## What to work on
Output, word for word, the line that contains "of the dealerrevs.com" and all lines after it in the records below, omitting pictures.

## Entries shown
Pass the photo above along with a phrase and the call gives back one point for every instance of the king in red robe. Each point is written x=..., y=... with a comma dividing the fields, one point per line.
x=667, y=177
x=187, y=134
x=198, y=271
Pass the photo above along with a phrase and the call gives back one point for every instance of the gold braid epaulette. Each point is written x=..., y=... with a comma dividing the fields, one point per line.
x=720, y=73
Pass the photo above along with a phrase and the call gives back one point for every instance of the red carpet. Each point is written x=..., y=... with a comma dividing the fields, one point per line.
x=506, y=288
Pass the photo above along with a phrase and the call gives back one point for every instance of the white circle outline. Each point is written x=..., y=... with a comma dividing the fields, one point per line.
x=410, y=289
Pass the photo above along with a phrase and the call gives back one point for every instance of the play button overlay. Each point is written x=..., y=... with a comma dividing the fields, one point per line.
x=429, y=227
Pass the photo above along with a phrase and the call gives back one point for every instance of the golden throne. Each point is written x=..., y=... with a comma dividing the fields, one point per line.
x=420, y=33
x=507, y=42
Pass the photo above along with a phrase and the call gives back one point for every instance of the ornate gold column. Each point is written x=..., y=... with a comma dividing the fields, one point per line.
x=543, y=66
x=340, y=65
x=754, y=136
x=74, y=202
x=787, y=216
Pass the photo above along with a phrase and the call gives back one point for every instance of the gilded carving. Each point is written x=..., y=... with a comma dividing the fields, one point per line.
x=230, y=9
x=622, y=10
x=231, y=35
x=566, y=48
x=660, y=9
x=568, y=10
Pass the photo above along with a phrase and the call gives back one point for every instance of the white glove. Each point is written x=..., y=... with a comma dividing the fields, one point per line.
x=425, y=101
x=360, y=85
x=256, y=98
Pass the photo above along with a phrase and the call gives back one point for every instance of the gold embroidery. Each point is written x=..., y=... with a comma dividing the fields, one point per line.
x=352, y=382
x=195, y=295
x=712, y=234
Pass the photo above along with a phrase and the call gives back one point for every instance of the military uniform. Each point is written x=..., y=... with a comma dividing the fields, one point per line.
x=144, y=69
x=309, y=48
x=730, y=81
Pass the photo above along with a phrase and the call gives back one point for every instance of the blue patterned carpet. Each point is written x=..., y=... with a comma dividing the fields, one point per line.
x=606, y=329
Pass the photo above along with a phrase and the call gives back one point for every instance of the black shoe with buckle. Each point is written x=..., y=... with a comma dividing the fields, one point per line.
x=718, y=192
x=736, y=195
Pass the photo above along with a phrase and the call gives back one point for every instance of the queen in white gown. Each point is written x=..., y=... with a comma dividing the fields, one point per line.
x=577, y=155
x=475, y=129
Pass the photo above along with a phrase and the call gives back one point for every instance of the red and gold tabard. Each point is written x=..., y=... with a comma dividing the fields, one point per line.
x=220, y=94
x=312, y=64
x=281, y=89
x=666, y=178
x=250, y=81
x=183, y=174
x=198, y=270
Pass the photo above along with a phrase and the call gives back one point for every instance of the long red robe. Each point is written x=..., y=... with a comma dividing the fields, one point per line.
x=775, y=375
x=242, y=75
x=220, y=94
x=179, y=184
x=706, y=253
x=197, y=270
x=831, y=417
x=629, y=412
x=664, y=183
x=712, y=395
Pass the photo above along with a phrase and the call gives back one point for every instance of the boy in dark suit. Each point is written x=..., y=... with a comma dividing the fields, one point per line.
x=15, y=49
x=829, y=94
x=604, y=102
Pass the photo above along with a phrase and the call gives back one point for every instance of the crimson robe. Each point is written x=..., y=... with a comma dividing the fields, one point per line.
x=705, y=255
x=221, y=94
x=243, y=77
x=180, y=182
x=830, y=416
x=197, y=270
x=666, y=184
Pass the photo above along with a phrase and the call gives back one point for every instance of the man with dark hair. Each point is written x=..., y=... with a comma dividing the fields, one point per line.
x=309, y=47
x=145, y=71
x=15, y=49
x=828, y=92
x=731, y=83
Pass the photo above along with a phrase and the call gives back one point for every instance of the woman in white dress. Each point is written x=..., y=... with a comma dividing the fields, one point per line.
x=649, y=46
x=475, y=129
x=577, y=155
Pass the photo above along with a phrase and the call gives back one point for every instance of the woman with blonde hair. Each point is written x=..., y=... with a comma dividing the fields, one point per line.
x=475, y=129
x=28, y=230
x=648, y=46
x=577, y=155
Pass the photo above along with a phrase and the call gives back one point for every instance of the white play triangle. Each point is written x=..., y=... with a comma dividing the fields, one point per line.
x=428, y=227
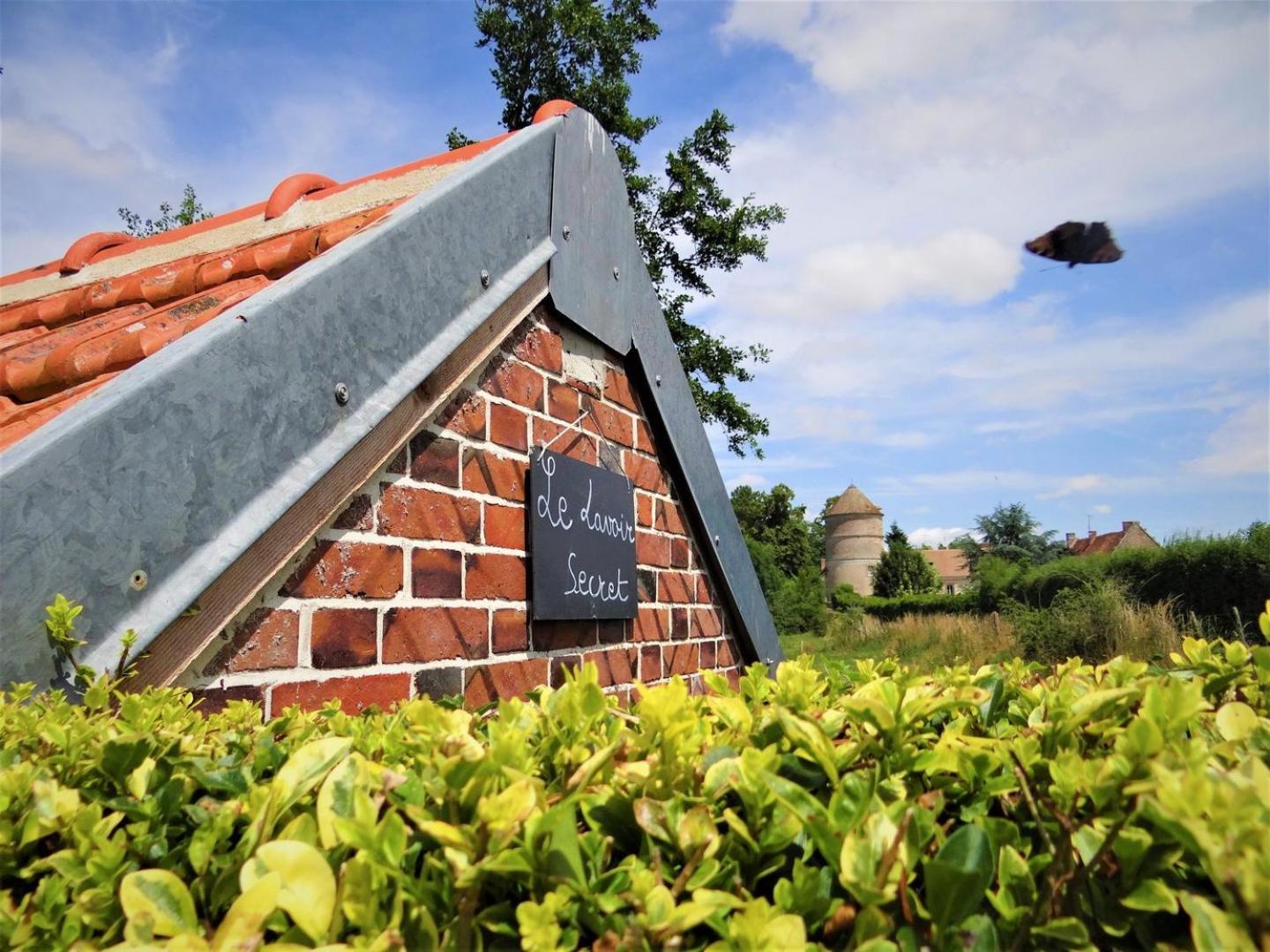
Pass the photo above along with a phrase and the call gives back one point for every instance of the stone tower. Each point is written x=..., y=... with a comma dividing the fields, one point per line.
x=852, y=541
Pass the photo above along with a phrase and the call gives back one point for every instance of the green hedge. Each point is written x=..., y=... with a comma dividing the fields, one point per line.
x=1015, y=807
x=938, y=603
x=1206, y=576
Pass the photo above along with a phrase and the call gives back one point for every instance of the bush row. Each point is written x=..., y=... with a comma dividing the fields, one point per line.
x=871, y=809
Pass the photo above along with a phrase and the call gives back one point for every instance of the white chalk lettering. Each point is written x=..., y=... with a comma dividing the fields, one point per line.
x=596, y=585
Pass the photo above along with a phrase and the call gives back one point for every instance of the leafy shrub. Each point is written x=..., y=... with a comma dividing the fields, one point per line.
x=935, y=603
x=1011, y=807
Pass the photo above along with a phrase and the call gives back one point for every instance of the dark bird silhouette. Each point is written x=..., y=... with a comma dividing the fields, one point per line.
x=1077, y=242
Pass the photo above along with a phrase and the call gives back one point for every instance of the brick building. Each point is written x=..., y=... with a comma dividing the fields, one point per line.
x=288, y=444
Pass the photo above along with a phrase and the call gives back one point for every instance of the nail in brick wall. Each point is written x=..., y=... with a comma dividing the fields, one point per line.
x=418, y=585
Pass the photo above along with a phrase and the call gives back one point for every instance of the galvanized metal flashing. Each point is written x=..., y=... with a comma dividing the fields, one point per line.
x=178, y=466
x=181, y=464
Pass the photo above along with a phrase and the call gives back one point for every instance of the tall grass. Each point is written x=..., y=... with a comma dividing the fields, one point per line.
x=1096, y=623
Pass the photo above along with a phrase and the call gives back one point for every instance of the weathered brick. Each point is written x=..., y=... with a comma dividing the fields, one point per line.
x=436, y=573
x=644, y=438
x=680, y=623
x=347, y=569
x=424, y=513
x=615, y=426
x=511, y=629
x=516, y=383
x=560, y=664
x=213, y=700
x=583, y=386
x=493, y=475
x=675, y=587
x=652, y=550
x=465, y=415
x=551, y=636
x=680, y=554
x=438, y=682
x=435, y=634
x=493, y=576
x=646, y=472
x=577, y=443
x=652, y=623
x=617, y=666
x=355, y=693
x=649, y=663
x=268, y=637
x=617, y=389
x=435, y=460
x=492, y=682
x=669, y=518
x=504, y=525
x=540, y=346
x=612, y=631
x=343, y=637
x=681, y=659
x=358, y=514
x=508, y=427
x=706, y=623
x=563, y=401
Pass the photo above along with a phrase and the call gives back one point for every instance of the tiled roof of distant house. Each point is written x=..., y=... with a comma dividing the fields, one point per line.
x=68, y=328
x=949, y=562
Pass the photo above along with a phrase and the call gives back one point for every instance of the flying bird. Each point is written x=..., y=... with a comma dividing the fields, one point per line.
x=1077, y=242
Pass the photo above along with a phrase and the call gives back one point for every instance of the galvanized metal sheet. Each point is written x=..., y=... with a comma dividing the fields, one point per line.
x=592, y=225
x=179, y=465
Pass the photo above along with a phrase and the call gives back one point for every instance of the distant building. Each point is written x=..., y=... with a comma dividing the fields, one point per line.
x=1131, y=536
x=852, y=541
x=952, y=566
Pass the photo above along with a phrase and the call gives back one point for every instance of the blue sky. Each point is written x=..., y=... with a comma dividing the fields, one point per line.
x=917, y=351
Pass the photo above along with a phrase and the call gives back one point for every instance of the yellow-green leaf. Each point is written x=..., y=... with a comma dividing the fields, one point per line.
x=161, y=899
x=306, y=768
x=306, y=883
x=243, y=926
x=1236, y=721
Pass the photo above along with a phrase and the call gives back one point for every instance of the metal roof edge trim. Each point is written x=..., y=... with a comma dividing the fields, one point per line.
x=242, y=415
x=600, y=282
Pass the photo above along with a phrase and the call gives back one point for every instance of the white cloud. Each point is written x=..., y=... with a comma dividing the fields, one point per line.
x=1240, y=446
x=937, y=536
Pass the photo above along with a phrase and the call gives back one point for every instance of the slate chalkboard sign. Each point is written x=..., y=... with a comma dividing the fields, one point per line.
x=582, y=539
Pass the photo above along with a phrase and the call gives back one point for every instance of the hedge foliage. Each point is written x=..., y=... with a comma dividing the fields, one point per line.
x=1012, y=807
x=937, y=603
x=1206, y=576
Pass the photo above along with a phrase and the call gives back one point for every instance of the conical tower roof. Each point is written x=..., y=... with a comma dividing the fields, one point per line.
x=852, y=502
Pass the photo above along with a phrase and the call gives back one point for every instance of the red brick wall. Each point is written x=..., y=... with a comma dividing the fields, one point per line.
x=419, y=585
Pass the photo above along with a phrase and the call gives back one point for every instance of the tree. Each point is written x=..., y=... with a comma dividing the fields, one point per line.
x=773, y=521
x=586, y=51
x=1009, y=532
x=190, y=211
x=902, y=570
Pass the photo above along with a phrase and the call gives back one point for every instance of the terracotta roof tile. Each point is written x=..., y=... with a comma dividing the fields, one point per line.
x=69, y=326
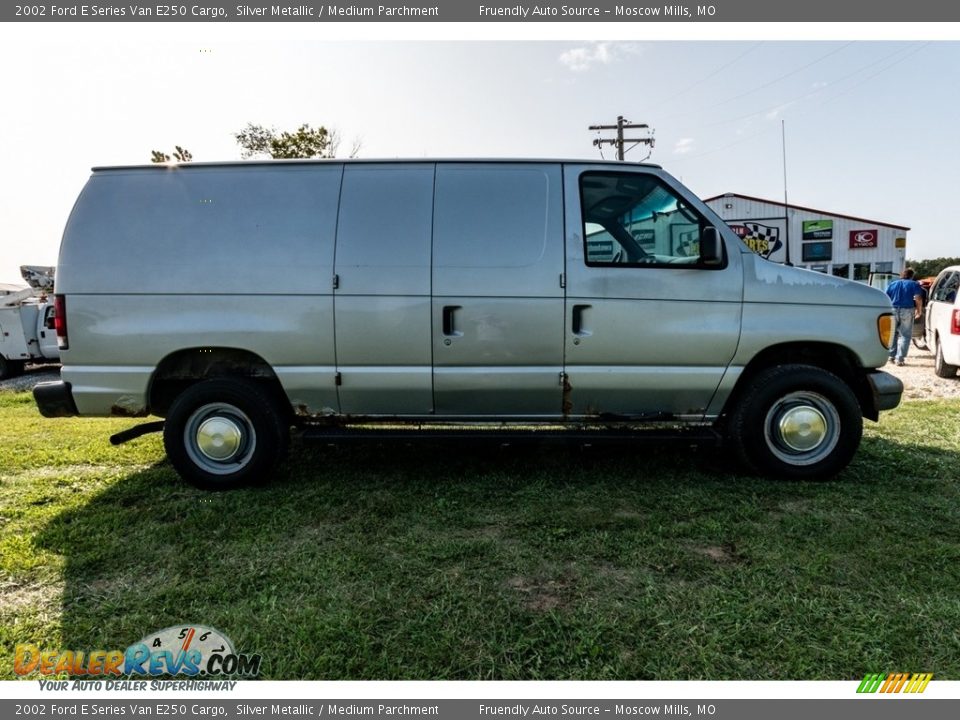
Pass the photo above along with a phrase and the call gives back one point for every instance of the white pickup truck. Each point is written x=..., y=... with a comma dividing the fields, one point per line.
x=27, y=332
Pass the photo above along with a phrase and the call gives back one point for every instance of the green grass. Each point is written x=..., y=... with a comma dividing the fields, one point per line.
x=444, y=561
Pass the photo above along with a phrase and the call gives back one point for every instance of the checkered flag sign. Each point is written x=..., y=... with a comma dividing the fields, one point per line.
x=762, y=239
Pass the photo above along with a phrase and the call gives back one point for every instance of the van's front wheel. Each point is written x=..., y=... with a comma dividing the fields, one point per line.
x=222, y=434
x=796, y=422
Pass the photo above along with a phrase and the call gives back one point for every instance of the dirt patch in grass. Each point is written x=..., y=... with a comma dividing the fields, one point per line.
x=16, y=596
x=721, y=554
x=541, y=595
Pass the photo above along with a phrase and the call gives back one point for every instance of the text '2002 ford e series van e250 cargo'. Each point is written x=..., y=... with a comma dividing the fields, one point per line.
x=238, y=300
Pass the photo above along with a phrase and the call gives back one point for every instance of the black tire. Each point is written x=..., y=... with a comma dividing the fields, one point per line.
x=797, y=422
x=224, y=434
x=10, y=368
x=941, y=368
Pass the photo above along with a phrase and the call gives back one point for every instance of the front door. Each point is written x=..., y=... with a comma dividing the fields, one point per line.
x=649, y=327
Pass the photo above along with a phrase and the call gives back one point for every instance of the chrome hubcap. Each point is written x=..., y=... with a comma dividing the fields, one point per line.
x=219, y=438
x=803, y=428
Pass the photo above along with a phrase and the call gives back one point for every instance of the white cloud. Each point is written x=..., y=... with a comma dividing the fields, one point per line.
x=581, y=59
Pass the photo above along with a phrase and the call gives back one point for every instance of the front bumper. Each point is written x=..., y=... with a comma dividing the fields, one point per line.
x=55, y=399
x=885, y=389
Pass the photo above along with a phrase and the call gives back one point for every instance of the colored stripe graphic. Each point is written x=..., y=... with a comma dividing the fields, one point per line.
x=870, y=683
x=894, y=682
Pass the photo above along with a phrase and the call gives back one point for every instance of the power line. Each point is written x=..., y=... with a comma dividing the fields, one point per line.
x=823, y=100
x=714, y=73
x=619, y=140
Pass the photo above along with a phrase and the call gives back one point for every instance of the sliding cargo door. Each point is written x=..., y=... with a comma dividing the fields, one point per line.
x=382, y=297
x=497, y=298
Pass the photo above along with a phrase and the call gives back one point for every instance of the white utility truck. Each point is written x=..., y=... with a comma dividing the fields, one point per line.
x=27, y=332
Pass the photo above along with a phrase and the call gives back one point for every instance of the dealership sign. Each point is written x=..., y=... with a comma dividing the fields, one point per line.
x=863, y=238
x=817, y=229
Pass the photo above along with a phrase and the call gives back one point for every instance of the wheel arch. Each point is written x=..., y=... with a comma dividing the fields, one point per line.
x=834, y=358
x=183, y=368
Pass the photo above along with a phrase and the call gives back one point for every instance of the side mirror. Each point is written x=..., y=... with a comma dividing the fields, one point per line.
x=711, y=247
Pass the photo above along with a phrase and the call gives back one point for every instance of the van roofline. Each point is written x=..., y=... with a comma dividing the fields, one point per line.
x=379, y=161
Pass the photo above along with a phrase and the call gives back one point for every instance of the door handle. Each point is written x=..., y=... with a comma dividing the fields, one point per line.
x=450, y=325
x=579, y=321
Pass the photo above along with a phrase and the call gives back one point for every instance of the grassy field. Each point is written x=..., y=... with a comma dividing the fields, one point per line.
x=453, y=562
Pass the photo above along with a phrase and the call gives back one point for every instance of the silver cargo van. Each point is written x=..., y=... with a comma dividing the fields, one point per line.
x=237, y=300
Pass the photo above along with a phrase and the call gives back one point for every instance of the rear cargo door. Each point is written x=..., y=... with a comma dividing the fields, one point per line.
x=382, y=297
x=497, y=298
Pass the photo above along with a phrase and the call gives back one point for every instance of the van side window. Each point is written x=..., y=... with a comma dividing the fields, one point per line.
x=636, y=220
x=946, y=289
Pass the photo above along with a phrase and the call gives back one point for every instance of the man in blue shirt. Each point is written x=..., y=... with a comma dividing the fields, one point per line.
x=907, y=298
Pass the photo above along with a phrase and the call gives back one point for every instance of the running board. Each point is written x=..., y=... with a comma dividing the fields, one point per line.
x=704, y=436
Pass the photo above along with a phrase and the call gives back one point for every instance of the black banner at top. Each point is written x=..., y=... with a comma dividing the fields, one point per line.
x=486, y=11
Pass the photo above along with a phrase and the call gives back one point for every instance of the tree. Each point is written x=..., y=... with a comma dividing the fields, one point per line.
x=928, y=268
x=179, y=154
x=304, y=142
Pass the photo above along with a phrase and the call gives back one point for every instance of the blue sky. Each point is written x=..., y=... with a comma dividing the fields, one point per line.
x=870, y=125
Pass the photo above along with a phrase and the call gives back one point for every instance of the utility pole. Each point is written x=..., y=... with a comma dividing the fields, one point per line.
x=618, y=142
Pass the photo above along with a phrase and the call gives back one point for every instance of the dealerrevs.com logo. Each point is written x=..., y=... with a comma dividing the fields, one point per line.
x=179, y=650
x=894, y=682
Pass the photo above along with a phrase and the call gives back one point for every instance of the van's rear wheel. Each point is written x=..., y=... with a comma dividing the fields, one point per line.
x=222, y=434
x=796, y=422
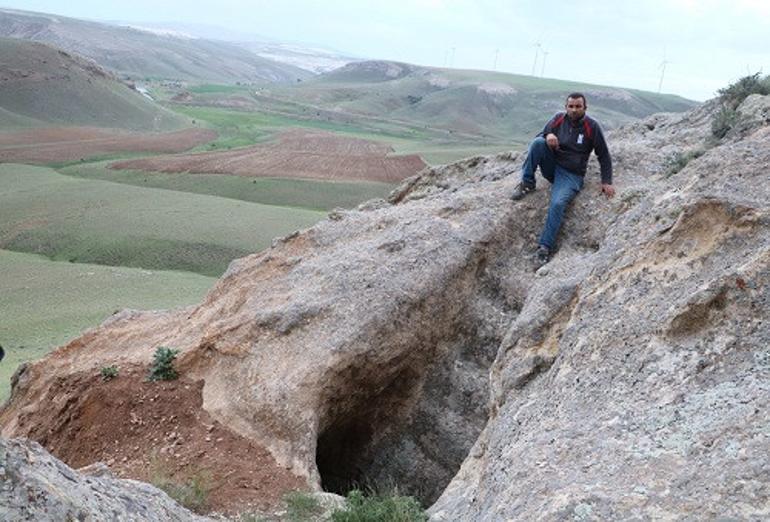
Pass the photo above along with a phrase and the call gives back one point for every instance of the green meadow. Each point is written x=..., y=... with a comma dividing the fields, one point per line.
x=47, y=303
x=283, y=192
x=93, y=221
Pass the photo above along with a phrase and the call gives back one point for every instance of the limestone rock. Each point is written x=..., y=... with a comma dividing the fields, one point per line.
x=628, y=379
x=37, y=487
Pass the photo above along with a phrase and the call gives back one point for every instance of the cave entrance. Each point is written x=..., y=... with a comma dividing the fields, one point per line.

## Task response
Pass the photo above along with a phrase and the call gives back one point for every instance of the dealerrevs.com logo. Each point is written x=..., y=... with a comma dividing the fields, one point per line.
x=179, y=650
x=894, y=682
Pass the photo above along with a phrase and the call gives back one point for every instance of the van's rear wheel. Each point is written x=..., y=... with a comma dividing the fields, one point per line.
x=222, y=434
x=796, y=422
Pass the photo above along with a phrase and the call gives back one point for every instance of the green meadow. Each point is written x=..., y=... with a comma dividing the fields, one point per line.
x=47, y=303
x=283, y=192
x=93, y=221
Pass the photo above along with a phrase and the call gives back one point for every instance of the limestone rock. Each point is written x=..., y=... with a comma dividing the fields, one point per line.
x=628, y=379
x=37, y=487
Pass the photo above along with a phrase and the call gives back one point for every instance of the cave entrance. Each point is written x=..., y=... with a comma dividing the fields, one point per line.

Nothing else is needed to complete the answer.